#### Consigne
Reprenez le texte sur l'histoire des Ferrari à moteur central et poursuivez-le à partir de sa dernière phrase.

#### Texte de la page
════

C’est en dressant le bilan et en regardant l’histoire que
l’on peut s’apercevoir que la concrétisation de nombreux faits tient parfois à
des décisions in extremis. Si aujourd’hui, les Ferrari à moteur central font
rêver de nombreux passionnés aux quatre coins du globe par leur style, leur performance et leur sportivité, il se peut qu’elles n’aient jamais pu exister.
Fidèle à sa vision bornée de la course automobile, Enzo Ferrari ne pouvait pas
concevoir autre chose qu’un moteur V12 avant pour ses voitures. Également, des
voitures dont il ne se souciait guère de leur facilité de conduite. Si des
personnes comme Colin Chapman pouvaient gagner des courses avec des voitures
légères et dotées d’une petite cylindrée, pour Enzo, une voiture de course se
devait d’avoir un moteur très puissant et performant, parfois au détriment du
reste. Bien que belles à regarder, les anciennes Ferrari ne sont pas réputées
pour leur conduite, souvent considérées comme fatigantes à emmener.

════

#### Lignes de données
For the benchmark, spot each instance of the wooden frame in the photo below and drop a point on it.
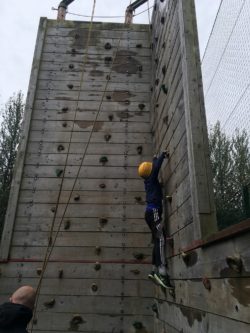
(17, 176)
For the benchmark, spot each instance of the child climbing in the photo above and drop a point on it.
(149, 172)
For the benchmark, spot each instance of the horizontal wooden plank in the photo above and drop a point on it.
(99, 172)
(119, 92)
(92, 197)
(94, 304)
(100, 149)
(89, 160)
(86, 126)
(96, 137)
(109, 106)
(71, 238)
(80, 253)
(126, 66)
(94, 323)
(40, 224)
(76, 271)
(132, 185)
(72, 75)
(81, 210)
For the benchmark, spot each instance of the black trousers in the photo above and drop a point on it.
(153, 219)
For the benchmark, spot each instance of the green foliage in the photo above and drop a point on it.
(230, 158)
(9, 139)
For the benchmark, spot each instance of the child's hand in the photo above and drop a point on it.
(166, 153)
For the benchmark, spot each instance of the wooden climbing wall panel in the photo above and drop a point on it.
(98, 267)
(211, 295)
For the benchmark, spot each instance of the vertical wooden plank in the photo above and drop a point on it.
(15, 186)
(198, 153)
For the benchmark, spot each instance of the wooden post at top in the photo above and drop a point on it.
(61, 14)
(129, 15)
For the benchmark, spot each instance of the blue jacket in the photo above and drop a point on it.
(152, 185)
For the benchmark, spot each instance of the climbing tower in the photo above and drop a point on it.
(104, 97)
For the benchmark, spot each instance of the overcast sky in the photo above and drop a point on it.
(18, 29)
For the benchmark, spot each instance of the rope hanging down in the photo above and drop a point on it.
(50, 248)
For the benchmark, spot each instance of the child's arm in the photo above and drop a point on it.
(157, 162)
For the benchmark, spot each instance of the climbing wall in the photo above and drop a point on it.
(95, 98)
(210, 270)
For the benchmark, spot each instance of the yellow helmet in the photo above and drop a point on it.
(145, 169)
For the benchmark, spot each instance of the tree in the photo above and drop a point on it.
(10, 130)
(230, 159)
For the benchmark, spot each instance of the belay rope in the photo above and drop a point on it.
(50, 246)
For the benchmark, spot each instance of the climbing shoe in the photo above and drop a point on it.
(151, 277)
(163, 281)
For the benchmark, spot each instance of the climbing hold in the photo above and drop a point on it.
(138, 325)
(108, 46)
(67, 225)
(60, 273)
(60, 148)
(103, 160)
(135, 271)
(77, 197)
(139, 256)
(171, 292)
(207, 283)
(169, 198)
(98, 250)
(138, 199)
(141, 106)
(139, 150)
(94, 287)
(185, 257)
(164, 89)
(165, 120)
(154, 308)
(50, 303)
(235, 263)
(97, 266)
(107, 60)
(164, 69)
(59, 172)
(103, 221)
(107, 137)
(75, 322)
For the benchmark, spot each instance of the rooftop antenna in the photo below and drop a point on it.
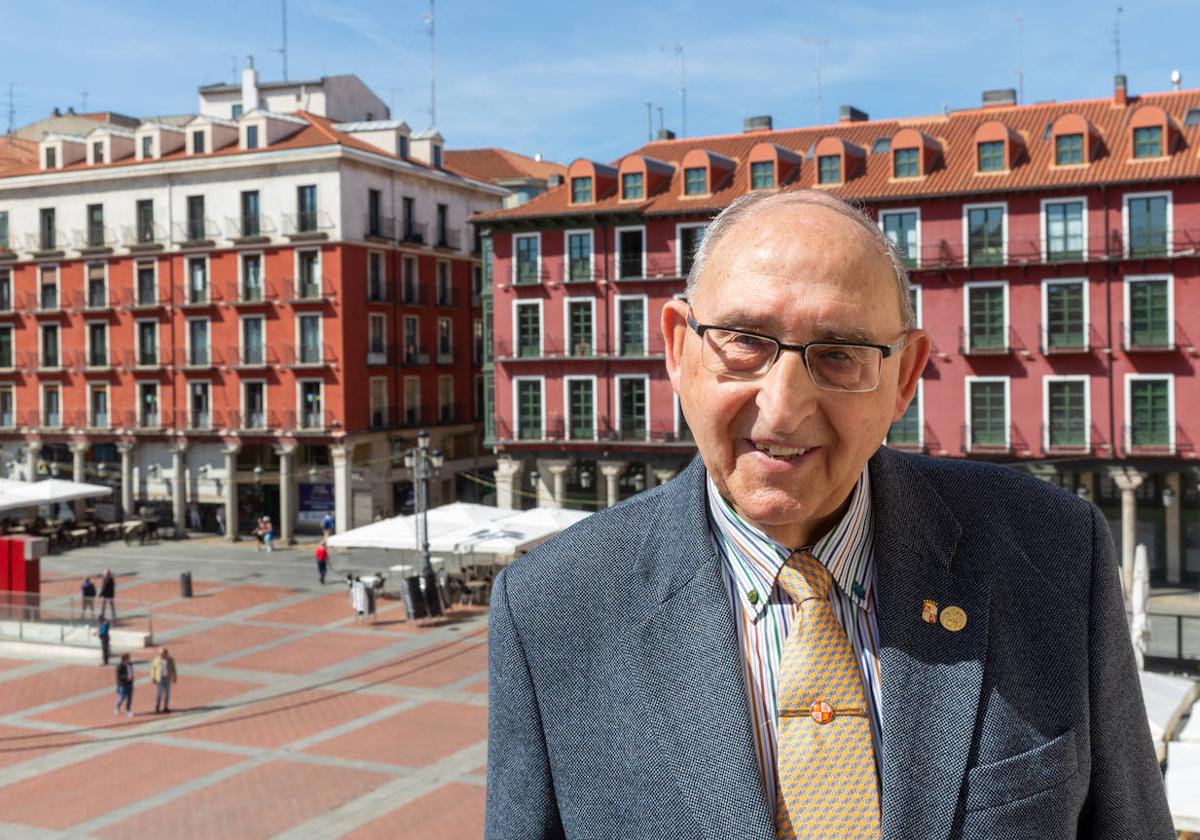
(1020, 59)
(819, 42)
(1116, 39)
(433, 71)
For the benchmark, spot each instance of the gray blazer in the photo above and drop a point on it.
(617, 705)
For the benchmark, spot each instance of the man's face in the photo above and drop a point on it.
(797, 273)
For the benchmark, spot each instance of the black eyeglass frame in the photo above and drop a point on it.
(803, 349)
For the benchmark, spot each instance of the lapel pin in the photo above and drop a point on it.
(954, 618)
(929, 611)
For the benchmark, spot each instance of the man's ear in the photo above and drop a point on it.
(675, 331)
(912, 363)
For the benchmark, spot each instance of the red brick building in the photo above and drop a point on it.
(250, 309)
(1055, 263)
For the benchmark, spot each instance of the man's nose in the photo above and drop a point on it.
(786, 395)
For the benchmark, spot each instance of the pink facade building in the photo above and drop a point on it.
(1055, 259)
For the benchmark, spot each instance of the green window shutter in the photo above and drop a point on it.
(985, 310)
(1065, 316)
(1068, 414)
(988, 411)
(1150, 412)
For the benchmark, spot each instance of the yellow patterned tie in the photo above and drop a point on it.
(827, 779)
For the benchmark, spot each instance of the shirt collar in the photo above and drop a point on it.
(754, 559)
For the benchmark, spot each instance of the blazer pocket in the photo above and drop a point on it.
(1023, 775)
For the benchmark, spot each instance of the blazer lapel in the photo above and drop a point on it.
(931, 675)
(685, 671)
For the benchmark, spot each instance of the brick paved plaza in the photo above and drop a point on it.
(288, 720)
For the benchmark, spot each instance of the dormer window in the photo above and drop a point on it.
(1147, 142)
(829, 169)
(906, 163)
(762, 174)
(631, 185)
(581, 190)
(1068, 149)
(991, 156)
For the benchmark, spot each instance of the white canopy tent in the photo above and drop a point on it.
(18, 495)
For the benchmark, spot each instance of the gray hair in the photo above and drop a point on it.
(757, 202)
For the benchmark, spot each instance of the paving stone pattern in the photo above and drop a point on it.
(291, 719)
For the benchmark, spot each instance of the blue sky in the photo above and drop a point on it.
(571, 78)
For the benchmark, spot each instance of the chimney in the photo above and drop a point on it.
(761, 123)
(999, 97)
(249, 87)
(852, 114)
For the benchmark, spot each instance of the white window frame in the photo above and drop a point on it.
(299, 400)
(1008, 408)
(900, 211)
(516, 327)
(241, 403)
(142, 384)
(1170, 217)
(515, 238)
(241, 339)
(569, 349)
(1045, 309)
(919, 396)
(616, 250)
(966, 231)
(1126, 323)
(1047, 381)
(679, 229)
(1042, 222)
(88, 348)
(567, 255)
(41, 347)
(645, 378)
(646, 318)
(108, 402)
(137, 341)
(966, 310)
(42, 388)
(187, 341)
(191, 419)
(595, 405)
(516, 406)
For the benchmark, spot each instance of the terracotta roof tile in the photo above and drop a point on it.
(954, 174)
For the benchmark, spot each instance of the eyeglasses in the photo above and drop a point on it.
(832, 365)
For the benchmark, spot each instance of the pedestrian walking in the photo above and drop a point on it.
(125, 685)
(87, 599)
(322, 553)
(102, 631)
(162, 675)
(107, 592)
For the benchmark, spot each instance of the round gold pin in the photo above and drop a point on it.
(953, 618)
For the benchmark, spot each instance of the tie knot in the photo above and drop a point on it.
(804, 577)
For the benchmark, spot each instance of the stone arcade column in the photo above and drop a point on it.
(78, 469)
(611, 472)
(508, 481)
(340, 456)
(126, 449)
(287, 451)
(231, 449)
(179, 485)
(1127, 480)
(552, 481)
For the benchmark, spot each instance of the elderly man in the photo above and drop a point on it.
(807, 635)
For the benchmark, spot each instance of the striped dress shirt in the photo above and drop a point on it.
(763, 613)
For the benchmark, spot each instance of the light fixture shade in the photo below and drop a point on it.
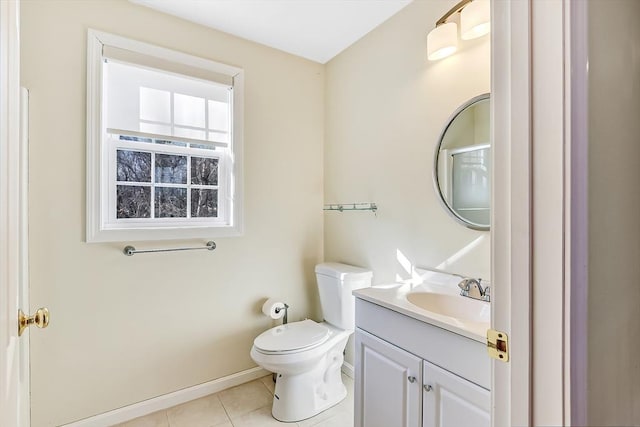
(475, 19)
(442, 41)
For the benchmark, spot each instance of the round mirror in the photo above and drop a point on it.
(462, 166)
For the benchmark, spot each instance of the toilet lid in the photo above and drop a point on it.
(292, 336)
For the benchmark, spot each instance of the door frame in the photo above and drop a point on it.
(538, 224)
(14, 385)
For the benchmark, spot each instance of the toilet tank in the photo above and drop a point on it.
(335, 284)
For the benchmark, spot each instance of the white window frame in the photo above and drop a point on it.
(100, 226)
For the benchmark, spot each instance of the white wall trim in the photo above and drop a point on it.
(165, 401)
(347, 369)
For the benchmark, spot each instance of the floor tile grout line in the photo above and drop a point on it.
(224, 409)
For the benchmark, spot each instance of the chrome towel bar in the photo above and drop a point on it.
(341, 207)
(130, 250)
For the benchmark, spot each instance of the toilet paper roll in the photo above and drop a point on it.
(273, 308)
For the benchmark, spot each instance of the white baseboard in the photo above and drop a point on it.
(165, 401)
(347, 369)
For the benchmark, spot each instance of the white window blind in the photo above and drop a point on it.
(160, 104)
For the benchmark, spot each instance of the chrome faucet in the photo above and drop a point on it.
(472, 288)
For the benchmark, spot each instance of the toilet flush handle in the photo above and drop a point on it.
(286, 311)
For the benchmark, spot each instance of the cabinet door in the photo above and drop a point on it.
(451, 401)
(387, 384)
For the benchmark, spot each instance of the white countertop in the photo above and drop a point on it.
(393, 297)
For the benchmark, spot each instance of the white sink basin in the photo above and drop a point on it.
(456, 306)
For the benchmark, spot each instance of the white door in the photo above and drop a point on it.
(530, 71)
(451, 401)
(14, 358)
(387, 384)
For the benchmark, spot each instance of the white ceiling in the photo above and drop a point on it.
(314, 29)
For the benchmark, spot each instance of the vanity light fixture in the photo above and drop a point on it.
(475, 21)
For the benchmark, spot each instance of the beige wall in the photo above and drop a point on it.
(128, 329)
(385, 108)
(614, 203)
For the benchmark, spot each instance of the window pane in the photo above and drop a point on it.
(171, 202)
(188, 133)
(133, 201)
(203, 146)
(155, 105)
(219, 116)
(204, 203)
(204, 171)
(155, 128)
(171, 169)
(133, 166)
(188, 110)
(218, 136)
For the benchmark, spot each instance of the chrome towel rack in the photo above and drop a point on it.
(130, 250)
(341, 207)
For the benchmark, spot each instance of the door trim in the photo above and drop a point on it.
(511, 249)
(14, 384)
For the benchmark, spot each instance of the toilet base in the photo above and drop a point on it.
(301, 396)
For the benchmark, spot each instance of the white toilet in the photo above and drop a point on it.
(307, 356)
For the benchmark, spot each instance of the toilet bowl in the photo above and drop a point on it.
(307, 356)
(308, 378)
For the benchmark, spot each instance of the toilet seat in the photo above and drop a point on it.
(292, 337)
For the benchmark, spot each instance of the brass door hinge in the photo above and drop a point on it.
(498, 345)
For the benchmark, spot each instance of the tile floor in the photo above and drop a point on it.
(247, 405)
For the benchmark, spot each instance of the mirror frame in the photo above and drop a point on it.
(436, 181)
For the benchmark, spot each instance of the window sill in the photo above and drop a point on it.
(176, 233)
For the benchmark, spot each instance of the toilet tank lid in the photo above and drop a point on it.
(343, 271)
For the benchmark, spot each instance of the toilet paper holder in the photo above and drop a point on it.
(286, 311)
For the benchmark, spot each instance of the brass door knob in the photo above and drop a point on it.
(40, 318)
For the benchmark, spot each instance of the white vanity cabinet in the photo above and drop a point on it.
(451, 401)
(409, 373)
(388, 381)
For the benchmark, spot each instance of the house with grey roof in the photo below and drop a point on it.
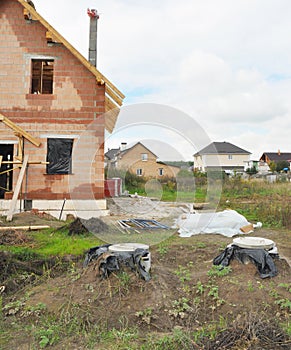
(276, 157)
(221, 156)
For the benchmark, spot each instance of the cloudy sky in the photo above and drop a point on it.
(224, 63)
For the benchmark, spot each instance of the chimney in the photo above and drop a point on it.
(123, 146)
(93, 14)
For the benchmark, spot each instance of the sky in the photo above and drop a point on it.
(193, 71)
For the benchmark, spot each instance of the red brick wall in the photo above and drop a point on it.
(76, 101)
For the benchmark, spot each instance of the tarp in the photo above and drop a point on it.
(227, 223)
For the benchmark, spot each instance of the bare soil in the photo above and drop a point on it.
(180, 269)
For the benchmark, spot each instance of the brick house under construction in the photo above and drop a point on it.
(54, 107)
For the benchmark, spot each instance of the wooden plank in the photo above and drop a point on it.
(19, 130)
(28, 228)
(17, 189)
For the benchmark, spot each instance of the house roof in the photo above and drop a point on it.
(221, 148)
(113, 96)
(138, 143)
(276, 156)
(111, 153)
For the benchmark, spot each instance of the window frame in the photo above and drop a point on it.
(42, 78)
(60, 156)
(144, 157)
(139, 171)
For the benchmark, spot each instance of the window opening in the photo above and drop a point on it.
(42, 76)
(144, 156)
(59, 156)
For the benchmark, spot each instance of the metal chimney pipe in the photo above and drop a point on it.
(93, 14)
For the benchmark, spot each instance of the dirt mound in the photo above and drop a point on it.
(13, 237)
(82, 226)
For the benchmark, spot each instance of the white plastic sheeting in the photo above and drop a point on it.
(227, 223)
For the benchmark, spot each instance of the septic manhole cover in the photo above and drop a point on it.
(253, 242)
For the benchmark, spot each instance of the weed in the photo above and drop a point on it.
(250, 287)
(179, 339)
(284, 304)
(46, 337)
(124, 280)
(219, 271)
(200, 289)
(201, 245)
(145, 315)
(162, 249)
(287, 328)
(180, 307)
(286, 286)
(183, 272)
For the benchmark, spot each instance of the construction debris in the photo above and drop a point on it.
(141, 224)
(228, 223)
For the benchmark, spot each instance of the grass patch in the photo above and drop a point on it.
(54, 243)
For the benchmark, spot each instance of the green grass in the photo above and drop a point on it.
(54, 243)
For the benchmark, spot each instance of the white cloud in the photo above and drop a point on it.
(227, 62)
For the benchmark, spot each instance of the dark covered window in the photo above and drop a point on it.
(59, 156)
(42, 76)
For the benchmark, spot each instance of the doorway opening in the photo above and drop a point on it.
(6, 177)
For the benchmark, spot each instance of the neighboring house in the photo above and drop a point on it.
(260, 166)
(139, 160)
(52, 105)
(221, 155)
(275, 157)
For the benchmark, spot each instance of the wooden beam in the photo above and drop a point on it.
(17, 189)
(110, 93)
(19, 130)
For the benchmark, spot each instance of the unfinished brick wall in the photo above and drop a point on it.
(77, 101)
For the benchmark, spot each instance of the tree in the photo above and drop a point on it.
(272, 166)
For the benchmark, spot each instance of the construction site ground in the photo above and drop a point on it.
(184, 295)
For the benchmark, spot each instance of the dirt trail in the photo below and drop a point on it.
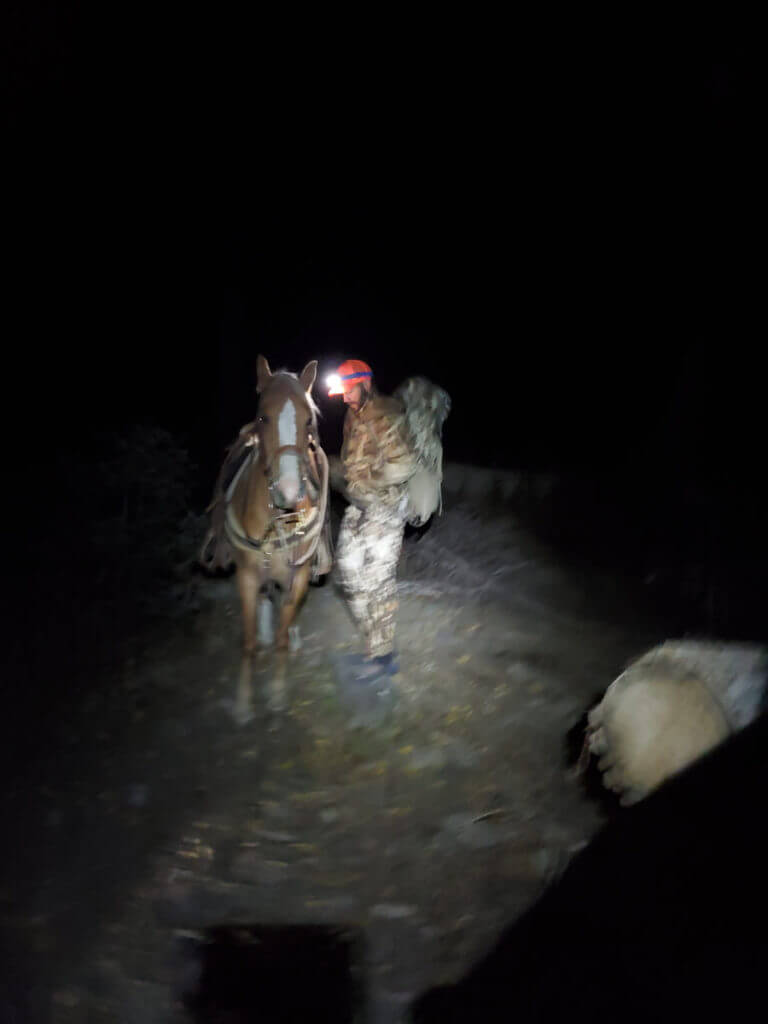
(427, 835)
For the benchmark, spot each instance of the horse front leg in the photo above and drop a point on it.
(288, 611)
(248, 585)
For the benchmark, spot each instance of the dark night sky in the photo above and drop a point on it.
(563, 243)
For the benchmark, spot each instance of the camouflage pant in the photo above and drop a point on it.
(367, 555)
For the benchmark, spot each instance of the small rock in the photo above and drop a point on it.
(251, 867)
(392, 911)
(137, 795)
(273, 837)
(427, 758)
(476, 835)
(66, 997)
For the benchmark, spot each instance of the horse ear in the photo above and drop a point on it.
(263, 373)
(308, 375)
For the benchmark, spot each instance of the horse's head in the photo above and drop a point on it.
(286, 424)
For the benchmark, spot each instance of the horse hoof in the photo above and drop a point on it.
(294, 639)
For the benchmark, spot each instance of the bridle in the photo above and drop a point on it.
(288, 528)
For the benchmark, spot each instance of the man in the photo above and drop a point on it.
(376, 464)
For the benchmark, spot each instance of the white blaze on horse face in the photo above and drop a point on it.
(289, 481)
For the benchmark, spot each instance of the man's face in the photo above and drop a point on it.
(354, 397)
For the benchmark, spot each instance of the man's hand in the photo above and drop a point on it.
(336, 473)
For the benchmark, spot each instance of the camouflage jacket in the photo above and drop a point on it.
(376, 456)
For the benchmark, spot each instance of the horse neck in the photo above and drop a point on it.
(254, 505)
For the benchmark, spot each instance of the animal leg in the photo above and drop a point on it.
(289, 608)
(248, 585)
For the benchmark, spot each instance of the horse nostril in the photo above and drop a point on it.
(289, 489)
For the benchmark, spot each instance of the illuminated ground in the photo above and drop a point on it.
(429, 834)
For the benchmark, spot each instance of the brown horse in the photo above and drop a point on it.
(275, 521)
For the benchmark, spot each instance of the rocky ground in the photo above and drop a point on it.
(153, 817)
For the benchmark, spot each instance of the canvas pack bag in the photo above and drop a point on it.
(427, 407)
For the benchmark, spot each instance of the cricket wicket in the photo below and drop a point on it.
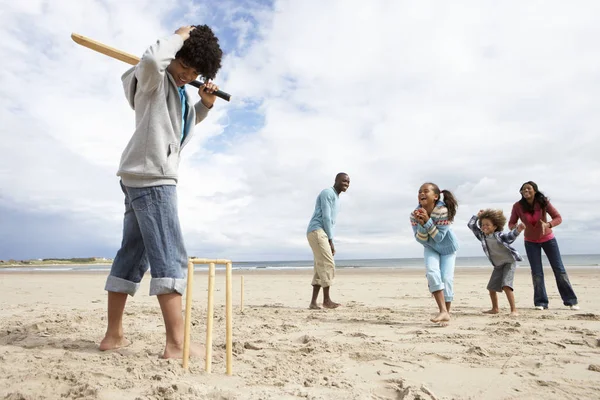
(209, 312)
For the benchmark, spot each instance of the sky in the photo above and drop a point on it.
(476, 96)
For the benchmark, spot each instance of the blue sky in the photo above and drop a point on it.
(477, 96)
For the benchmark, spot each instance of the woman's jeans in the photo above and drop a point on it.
(534, 254)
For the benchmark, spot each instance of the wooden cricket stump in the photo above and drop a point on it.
(209, 312)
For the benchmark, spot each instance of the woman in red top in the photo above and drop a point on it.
(532, 210)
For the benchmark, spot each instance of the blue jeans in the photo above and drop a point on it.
(440, 272)
(151, 239)
(534, 254)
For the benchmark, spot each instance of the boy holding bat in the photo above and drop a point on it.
(148, 169)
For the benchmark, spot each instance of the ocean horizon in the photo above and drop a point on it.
(574, 260)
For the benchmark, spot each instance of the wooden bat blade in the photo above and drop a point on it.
(104, 49)
(128, 58)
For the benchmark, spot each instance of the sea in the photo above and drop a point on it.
(574, 260)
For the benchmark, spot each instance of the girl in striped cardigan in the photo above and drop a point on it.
(431, 222)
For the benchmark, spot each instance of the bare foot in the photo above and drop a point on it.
(492, 311)
(442, 318)
(112, 343)
(330, 304)
(173, 350)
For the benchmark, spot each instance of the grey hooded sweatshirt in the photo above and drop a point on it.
(151, 157)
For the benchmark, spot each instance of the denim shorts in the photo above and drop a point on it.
(152, 239)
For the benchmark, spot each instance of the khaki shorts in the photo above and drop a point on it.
(324, 265)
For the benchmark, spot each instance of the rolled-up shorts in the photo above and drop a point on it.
(504, 275)
(152, 239)
(324, 266)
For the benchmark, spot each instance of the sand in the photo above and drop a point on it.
(379, 345)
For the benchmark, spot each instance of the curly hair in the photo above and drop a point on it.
(202, 52)
(495, 216)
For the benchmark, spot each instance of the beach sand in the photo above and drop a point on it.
(378, 345)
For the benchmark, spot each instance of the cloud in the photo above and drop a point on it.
(475, 96)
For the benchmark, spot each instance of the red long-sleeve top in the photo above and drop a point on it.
(533, 226)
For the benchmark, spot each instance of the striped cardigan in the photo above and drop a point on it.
(436, 233)
(505, 238)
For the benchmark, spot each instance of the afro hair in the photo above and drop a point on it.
(495, 216)
(202, 52)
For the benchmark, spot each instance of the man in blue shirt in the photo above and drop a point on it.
(320, 237)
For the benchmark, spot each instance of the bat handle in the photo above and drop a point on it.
(218, 93)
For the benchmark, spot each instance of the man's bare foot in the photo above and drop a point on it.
(173, 350)
(330, 304)
(492, 311)
(112, 343)
(442, 318)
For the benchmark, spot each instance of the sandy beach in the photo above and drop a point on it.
(379, 345)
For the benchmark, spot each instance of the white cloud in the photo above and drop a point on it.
(475, 96)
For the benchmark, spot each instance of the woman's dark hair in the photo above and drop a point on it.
(538, 198)
(449, 199)
(202, 52)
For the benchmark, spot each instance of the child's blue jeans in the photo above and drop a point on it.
(440, 272)
(152, 239)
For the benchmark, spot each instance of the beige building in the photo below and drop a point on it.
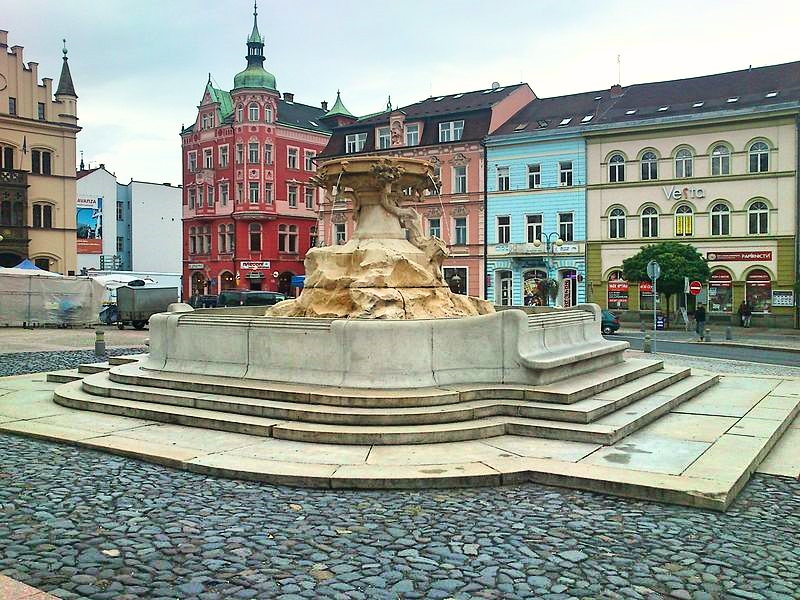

════

#### Réponse au problème
Heureusement ou malheureusement, quelques épisodes sombres de sa vie
d’entrepreneur sont venus bousculer les codes établis et ont conduit la marque
à se développer d’une autre façon. Pour pouvoir continuer à financer la
Scuderia Ferrari, il fallait pouvoir vendre plus, ce qui passait par des voitures
moins exclusives. Un sacrilège pour Enzo, mais il a finalement cédé à la
tentation en apportant toujours ses propres conditions. Il y aura bien un
modèle abordable, non équipé d’un V12, mais hors de question qu’il soit badgé
Ferrari. La marque Dino est créée en 1965 en hommage à l’un de ses épisodes
sombres de sa vie, la mort prématurée de son fils Dino. Cette voiture est une
véritable petite révolution avec un moteur V6 à 65° tout en aluminium placé en
position centrale arrière. Une architecture inédite et un moteur entièrement
nouveau pour une voiture qui dispose toujours d’une certaine aura. Il faut dire
que son style signé Pininfarina, comme les grandes Ferrari, ne laisse pas
indifférent. Sa carrosserie en aluminium, son comportement équilibré et son
moteur rageur vont en faire un véritable petit succès. Un engouement qui
conduira Ferrari à valider le projet de sa remplaçante qui cette fois-ci sera
marquée du cheval cabré.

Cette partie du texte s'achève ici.